SELECTED PASSAGE |
[BEGIN]

Is Biden’s student loan plan really a good idea?


Abhinav Purohit, Video Production Editor

As with any well-intentioned policy the devil is always in the details, and President Joe Biden’s Student Loan Forgiveness Plan is no exception.
Implemented through executive action, the Student Loan Forgiveness Plan aims to cancel up to $20,000 in federal student loans for nearly 20 million borrowers. Under the plan, eligible borrowers who earn less than $125,000 ($250,000 for married couples) can expect a debt cancellation of $10,000, and $20,000 if they are a Pell-Grant recipient.
This policy aimed at helping lower- to middle-class borrowers may hurt them.
What is abundantly clear is that this policy aims to tackle student DEBT, but does not do anything to limit tuition costs of colleges. The very source of the problem with massive student debt is the fact that colleges are just more expensive than they used to be, even when adjusted for inflation.
Average tuition costs increased by 10 percent at public schools and 19 percent at private schools from the 2010-11 to the 2020-21 school years, according to the National Center for Education Statistics.
Plus, in-state tuition increased from $3,800 in 1990-91 to $10,560 in 2020-21, according to the College Board.
The reason why it got so bad is because of the subsidization of higher education. Through the Higher Education Act passed by President Lyndon Johnson in 1965, the government was able to help pay for people’s college tuition through the creation of low-interest student loans in addition to increasing federal funding to universities.

[END]

RECORD EXTRACTS |

[BEGIN]

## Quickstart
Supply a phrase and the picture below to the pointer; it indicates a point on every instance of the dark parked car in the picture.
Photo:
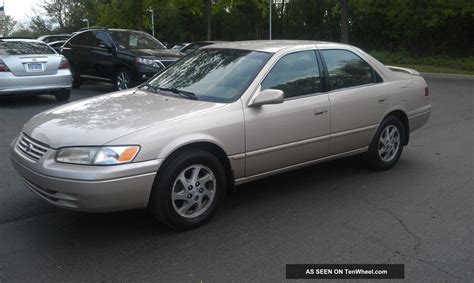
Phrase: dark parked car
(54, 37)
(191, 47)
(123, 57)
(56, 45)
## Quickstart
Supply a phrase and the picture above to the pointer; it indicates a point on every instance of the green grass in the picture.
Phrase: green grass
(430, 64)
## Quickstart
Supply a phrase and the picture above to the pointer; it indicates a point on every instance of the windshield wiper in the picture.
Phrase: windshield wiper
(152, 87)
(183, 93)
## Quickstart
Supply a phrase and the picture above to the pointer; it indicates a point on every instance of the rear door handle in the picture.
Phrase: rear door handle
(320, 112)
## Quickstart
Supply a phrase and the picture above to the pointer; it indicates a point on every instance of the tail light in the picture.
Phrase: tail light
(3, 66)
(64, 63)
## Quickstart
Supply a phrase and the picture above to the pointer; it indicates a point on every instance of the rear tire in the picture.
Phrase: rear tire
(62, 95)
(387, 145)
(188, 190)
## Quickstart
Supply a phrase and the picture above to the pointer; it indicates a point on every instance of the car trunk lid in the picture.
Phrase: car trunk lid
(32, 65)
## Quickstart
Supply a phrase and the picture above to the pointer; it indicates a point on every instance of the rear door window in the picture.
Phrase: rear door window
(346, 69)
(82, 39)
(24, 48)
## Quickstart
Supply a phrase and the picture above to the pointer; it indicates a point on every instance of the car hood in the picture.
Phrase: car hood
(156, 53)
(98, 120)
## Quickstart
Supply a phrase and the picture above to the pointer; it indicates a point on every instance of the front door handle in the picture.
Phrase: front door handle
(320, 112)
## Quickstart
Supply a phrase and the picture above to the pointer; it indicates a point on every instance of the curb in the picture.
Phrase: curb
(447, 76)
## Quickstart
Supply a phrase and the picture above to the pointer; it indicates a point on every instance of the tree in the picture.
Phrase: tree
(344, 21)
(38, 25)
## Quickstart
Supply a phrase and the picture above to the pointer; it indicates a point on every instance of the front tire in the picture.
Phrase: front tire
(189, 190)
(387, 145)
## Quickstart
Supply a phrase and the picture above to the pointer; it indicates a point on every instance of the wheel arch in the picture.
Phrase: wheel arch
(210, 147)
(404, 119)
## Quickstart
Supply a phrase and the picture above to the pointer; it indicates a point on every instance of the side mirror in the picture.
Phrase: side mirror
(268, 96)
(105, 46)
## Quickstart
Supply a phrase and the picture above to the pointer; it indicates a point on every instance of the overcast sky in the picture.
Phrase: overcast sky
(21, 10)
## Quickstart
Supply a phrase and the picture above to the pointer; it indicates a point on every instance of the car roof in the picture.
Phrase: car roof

[END]
[BEGIN]

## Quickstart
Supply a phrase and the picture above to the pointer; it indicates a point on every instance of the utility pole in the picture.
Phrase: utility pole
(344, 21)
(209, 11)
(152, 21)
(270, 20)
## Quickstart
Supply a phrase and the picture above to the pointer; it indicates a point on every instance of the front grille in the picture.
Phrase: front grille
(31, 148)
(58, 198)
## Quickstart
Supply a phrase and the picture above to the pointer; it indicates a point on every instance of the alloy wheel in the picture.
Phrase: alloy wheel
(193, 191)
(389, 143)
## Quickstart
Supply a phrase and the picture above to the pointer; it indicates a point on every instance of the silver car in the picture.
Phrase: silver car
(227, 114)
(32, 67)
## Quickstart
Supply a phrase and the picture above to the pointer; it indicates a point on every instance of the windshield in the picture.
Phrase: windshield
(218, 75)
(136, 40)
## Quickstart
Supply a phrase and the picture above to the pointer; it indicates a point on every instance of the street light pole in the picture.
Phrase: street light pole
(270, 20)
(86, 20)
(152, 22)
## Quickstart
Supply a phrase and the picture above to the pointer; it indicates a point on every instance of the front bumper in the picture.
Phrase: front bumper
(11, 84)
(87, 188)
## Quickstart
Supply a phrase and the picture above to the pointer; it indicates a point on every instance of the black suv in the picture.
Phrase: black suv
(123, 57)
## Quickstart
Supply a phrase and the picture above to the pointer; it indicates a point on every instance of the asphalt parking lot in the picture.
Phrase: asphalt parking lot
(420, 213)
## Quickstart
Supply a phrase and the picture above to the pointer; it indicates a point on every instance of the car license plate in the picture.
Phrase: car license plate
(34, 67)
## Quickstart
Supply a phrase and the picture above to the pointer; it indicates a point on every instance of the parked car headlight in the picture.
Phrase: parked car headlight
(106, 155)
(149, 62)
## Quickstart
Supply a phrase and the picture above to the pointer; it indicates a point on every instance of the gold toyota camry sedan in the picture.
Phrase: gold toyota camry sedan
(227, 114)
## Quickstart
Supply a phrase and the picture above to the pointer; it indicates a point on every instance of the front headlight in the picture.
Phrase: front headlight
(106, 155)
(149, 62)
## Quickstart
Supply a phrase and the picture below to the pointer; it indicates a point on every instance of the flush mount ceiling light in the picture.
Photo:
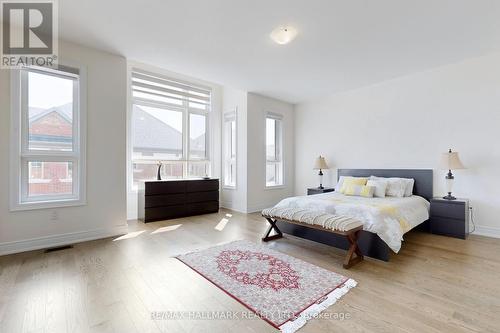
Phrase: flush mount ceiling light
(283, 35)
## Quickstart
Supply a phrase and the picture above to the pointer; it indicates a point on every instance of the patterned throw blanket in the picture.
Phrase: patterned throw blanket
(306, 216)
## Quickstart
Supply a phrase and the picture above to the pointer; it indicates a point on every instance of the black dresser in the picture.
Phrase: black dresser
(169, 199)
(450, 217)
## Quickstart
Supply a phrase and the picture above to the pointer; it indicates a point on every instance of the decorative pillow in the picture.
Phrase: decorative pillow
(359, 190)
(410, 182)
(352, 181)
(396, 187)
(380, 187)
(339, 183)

[END]

BRIEF 1 |
In the student loan article, what income limit must a single borrower stay under to qualify for debt cancellation?
BRIEF 2 |
Return the passage of the student loan article starting with "What is abundantly" and going on through "the College Board.", copied word for word.
The rows have nothing to do with the student loan article.

FINAL RESULT 1 |
$125,000.

FINAL RESULT 2 |
What is abundantly clear is that this policy aims to tackle student DEBT, but does not do anything to limit tuition costs of colleges. The very source of the problem with massive student debt is the fact that colleges are just more expensive than they used to be, even when adjusted for inflation.
Average tuition costs increased by 10 percent at public schools and 19 percent at private schools from the 2010-11 to the 2020-21 school years, according to the National Center for Education Statistics.
Plus, in-state tuition increased from $3,800 in 1990-91 to $10,560 in 2020-21, according to the College Board.